Text provided:
Segment Open

So with your background in researching the impacts of technology, what are your views on new technologies like 3D printing and their impact?
Well, 3D printing is becoming mainstream and I’m excited to see the silly stuff people do with that, but I hope to use it to build cheap laboratory equipment for research in places with no infrastructure.
Where I really want to see more involvement by the public are in research of genetically-modified organisms (GMOs). This area of research needs to be made accessible to the public, and not only the science part, but also the present policy and economics related to patenting of genes, food security and food diversity issues. I really hope more people play with green fluorescent protein (GFP) in bacteria or plants to understand how this works and then move into discussions about how we want to use these possibilities.
What can you say about the Asian hackerspaces and maker movement?
Hackerspace.sg and Sustainable Living Lab are definitely my second homes in Singapore; they were always supportive of my projects and I like hanging out there, especially now when so much is starting to happen and there are so many fantastic makers you can meet on these Arduino meetups at Silicon Straits. I think now is the right time for people that are curious to join and start some projects in either of these places. I admire the work of William Hooi, and I really think he is the guy who did most for the makers movement in Singapore.
The hackerspace I’m most attached to in Asia is the Yogyakarta one. I feel as if Yogyakarta is the spiritual or cultural centre of Southeast Asia. It was born in 1999 and was called the House of Natural Fiber, later it divided and now we also have Lifepatch.org.
It always works closely with the local universities, and Yogykarta has many of them, but also with the villages and the various communities. They also created the first Fablab in Yogyakarta, as well as public science labs. Lifepatch is working with the University of Gajah Mata and supports various community-related research. It is attempting to use soil bacteria at Mount Merapi to help villagers grow crops on infertile land. They also create art installations based around community science and are always open to inter-disciplinary projects.
Indonesia may perhaps be a chaotic country with many issues, but the hackerspaces are incredibly vibrant and the creativity you see there is mindblowing. My other favorites are the Shanghai and Shenzhen hackerspaces and Karkhana.Asia in Nepal.
Given your background and experience, what do you see as areas for improvement in the R&D and entrepreneur ecosystem in Singapore?
I would like to see Fablabs and Makerspaces established in the universities and also set up in local neighbourhoods. It would be best if we can combine them both, so anyone can come and learn some skills but also have access to tools needed for some small startup project.
Ideally, universities should be integrated into the cities and communities that they exist along or within, and that is why I like such Fablabs set up jointly by universities and cities. I would love to see our first Fabcafe, where you can start, develop and then sell various design in a network of such places around the world. Universities should seek to use the hackerspace model, rather than incubators or accelerators, which are too much investor-driven and do not provide enough time nor space for projects to start small, mutate, interact, and develop.
Hackerspaces grant members more space to define concepts, but also to simply find and discuss important issues related to science and technology. It creates a community space that engages and empowers people rather than another rat race, which never benefits more people than a few investors. Accelerators are important, but right now I feel it is overdone, and we really need to see more socially responsible innovation, sustainable and more complex projects.

Segment Closed

Dataset entries:

Segment Open

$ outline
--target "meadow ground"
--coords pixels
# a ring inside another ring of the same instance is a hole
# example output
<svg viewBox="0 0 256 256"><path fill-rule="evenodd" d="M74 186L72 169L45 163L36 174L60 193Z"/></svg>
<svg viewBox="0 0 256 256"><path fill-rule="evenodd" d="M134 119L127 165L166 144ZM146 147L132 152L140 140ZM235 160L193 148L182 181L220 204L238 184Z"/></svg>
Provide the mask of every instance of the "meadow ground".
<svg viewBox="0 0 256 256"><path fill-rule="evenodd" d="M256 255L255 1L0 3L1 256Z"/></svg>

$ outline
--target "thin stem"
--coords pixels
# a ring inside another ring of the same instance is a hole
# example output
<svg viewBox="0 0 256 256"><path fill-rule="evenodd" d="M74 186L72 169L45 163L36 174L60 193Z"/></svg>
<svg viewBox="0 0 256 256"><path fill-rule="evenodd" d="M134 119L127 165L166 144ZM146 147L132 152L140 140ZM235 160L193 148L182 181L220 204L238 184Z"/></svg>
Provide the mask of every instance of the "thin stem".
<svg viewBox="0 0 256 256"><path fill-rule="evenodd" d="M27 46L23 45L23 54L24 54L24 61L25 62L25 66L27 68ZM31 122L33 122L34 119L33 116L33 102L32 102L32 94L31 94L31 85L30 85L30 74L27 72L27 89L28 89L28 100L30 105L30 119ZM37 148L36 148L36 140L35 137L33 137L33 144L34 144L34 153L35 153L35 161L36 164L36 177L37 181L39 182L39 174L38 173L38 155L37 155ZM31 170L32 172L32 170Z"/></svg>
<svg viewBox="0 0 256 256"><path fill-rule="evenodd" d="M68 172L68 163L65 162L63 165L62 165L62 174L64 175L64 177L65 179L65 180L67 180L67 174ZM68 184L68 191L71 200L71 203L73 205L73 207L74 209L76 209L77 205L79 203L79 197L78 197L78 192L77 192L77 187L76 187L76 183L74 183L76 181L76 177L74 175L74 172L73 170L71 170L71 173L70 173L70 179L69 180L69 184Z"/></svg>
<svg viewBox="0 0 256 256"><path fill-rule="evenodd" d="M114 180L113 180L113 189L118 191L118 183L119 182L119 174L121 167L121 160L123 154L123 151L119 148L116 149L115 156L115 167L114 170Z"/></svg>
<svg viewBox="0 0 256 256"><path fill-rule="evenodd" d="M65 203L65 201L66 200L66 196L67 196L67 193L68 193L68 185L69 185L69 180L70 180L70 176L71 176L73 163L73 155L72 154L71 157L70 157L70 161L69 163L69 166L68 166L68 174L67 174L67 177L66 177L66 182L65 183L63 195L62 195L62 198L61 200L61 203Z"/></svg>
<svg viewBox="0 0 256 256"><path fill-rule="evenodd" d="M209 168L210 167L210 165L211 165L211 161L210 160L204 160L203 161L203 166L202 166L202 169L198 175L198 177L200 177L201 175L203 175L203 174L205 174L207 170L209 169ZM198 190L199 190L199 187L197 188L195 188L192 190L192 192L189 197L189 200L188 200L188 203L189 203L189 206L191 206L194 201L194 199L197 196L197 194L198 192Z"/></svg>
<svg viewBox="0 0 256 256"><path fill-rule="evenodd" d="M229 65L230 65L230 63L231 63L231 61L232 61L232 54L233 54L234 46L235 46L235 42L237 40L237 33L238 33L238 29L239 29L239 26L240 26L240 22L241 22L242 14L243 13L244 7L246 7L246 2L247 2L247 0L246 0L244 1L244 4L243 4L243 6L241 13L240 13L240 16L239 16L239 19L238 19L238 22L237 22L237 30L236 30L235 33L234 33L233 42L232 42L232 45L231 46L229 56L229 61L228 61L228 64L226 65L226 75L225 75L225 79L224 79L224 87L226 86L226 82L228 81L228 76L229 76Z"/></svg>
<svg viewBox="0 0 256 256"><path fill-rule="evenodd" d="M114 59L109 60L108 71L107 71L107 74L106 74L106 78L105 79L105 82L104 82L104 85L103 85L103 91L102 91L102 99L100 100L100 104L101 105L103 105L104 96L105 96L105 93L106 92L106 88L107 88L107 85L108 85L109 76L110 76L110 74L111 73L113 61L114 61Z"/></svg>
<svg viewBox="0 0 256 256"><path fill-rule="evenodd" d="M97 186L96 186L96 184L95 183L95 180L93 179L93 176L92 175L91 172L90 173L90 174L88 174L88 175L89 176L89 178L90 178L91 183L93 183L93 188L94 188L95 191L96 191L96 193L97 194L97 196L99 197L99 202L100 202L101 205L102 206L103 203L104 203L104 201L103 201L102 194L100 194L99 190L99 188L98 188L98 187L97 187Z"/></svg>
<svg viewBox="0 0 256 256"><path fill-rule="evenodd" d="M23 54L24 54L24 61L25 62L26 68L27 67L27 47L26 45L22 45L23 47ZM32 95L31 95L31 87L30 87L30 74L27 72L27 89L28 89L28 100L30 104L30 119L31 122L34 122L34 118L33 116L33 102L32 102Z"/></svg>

Segment Closed

Work instruction:
In the interview, what purpose does Lifepatch have for the soil bacteria at Mount Merapi?

Task response:
To help villagers grow crops on infertile land.